## Task instructions
a. Translate this sentence from the Raskolnikov essay into Spanish: "This realisation of absurdity means he turns to murder, without distinction of worldly consequence."
b. According to the Raskolnikov essay, in what city is Raskolnikov's apartment?

## Given passage
________

Raskolnikov and the Leap of Faith:
Is a man deemed criminally insane not susceptible to severe emotional weakness to the extent that the only comforting explanation, and apparent forgiveness, is indeed that which comes from God?
Indeed if we look at the 'treatment' of suffering addicts in America for example, it very much seems to be a case of God first, material treatment later or not at all: Religion is frequently used by 'therapists' as a means of overcoming addictions arguably brought about by nihilisms, or vice versa; to the extent that religion dominates the addiction treatment 'marketplace'. God, or at least the notion of God transcends the emotional vulnerabilities of the sufferer. It becomes a marketable 'product'.
Does man at his weakest point turn to the most desperate of explanations for his state of crisis, precisely because his mind has wondered far from any rational bounds?
Does intense rationalism not precipitate nihilism, which thus precipitates desperate actions, which then precipitates a man turning to God for the answers to the desperate and entirely confused situation that he no longer has the temperament to rationalise?
In this regard, the character of Raskolnikov, the murderer, in Crime and Punishment first of all illuminates himself as to the reality of the absurd world; his reduction to impoverishment*, crawling into a ball on his tattered sofa, in his squalid low ceilinged claustrophobic Saint Petersburg apartment. (Note the theme of reduction: the room is small, the sofa even smaller, Raskolnikov even smaller than the sofa). A "louse" in the social order.
This realisation of absurdity means he turns to murder, without distinction of worldly consequence. In this sense his 'realisation' and 'enlightenment' lead him to an act which precipitates delirium. But does this not mean the act itself is the act of a deluded man, as I have pointed out, his realisation of absurdity would appear to be a process of enlightenment. Criminal proceedings would however, through the worldly trend of self-satisfactory/socially satisfactory ignorance (as they do indeed in the novel, i.e. 'monomania'), effectively dictate that:
1) Nihilistic Beliefs/Enlightenment = delusion (and surely criminal insanity?
2) Absurdism (i.e. an absurd act, i.e. a random murder) = Delusion (as above).
3) The overall marketable 'product' of justice = An act committed by a criminally insane person.

________

## Source data
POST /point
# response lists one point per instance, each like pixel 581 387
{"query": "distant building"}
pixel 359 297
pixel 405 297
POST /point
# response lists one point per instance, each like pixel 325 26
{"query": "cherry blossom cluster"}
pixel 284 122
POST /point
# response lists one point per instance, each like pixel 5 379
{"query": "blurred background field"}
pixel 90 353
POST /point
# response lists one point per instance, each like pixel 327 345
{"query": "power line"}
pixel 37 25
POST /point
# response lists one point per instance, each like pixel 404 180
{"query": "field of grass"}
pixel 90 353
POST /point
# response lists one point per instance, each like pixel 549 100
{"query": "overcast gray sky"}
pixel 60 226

________

## Answer set
a. Esta comprensión de lo absurdo hace que recurra al asesinato, sin distinguir las consecuencias mundanas.

b. Saint Petersburg.